Records to process:
------------------------------------------------------------------------

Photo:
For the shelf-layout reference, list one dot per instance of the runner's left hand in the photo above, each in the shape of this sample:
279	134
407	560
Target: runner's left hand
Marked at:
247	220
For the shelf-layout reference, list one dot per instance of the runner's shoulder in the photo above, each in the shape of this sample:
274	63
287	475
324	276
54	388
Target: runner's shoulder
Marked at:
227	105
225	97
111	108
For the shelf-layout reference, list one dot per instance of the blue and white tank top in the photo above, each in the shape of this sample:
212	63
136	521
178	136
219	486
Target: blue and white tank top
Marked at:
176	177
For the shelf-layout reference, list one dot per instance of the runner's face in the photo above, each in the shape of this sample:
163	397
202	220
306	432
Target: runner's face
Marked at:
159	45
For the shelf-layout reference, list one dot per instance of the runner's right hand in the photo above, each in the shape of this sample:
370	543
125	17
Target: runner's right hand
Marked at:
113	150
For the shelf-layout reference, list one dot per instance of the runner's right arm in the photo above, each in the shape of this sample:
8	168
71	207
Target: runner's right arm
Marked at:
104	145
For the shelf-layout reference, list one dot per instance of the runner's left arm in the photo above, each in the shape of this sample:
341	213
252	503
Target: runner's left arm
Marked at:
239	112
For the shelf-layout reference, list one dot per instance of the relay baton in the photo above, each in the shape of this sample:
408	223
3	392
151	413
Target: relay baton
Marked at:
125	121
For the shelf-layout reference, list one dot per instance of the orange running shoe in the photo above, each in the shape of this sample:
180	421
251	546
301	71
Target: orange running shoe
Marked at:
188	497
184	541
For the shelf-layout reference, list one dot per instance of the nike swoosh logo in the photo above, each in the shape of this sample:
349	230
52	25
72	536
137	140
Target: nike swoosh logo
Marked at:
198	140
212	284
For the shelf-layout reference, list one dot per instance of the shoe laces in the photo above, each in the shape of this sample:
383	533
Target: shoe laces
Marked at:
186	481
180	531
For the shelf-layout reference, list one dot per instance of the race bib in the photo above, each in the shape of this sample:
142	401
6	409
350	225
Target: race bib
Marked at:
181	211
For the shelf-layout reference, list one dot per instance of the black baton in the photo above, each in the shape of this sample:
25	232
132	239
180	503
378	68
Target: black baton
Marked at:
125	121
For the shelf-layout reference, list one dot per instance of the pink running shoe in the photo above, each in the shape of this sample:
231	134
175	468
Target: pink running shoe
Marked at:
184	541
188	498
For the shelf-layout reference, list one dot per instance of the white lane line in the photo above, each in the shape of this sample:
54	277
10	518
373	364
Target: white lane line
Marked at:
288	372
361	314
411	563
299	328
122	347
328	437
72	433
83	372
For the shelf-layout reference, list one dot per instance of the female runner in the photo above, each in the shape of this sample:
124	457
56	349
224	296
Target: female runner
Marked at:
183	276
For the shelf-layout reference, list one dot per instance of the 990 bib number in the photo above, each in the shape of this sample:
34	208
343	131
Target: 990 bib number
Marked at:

------------------------------------------------------------------------

Task prompt:
Rewrite everything from the line containing "the 990 bib" down to the end of the records, changing "bib number" to "race number" and leaving everything else as it is.

Full response:
For the shelf-layout reference, list one dot per instance of the 990 race number in the photo above, each in the shape of this sample:
34	208
343	131
Target: 990 race number
Marked at:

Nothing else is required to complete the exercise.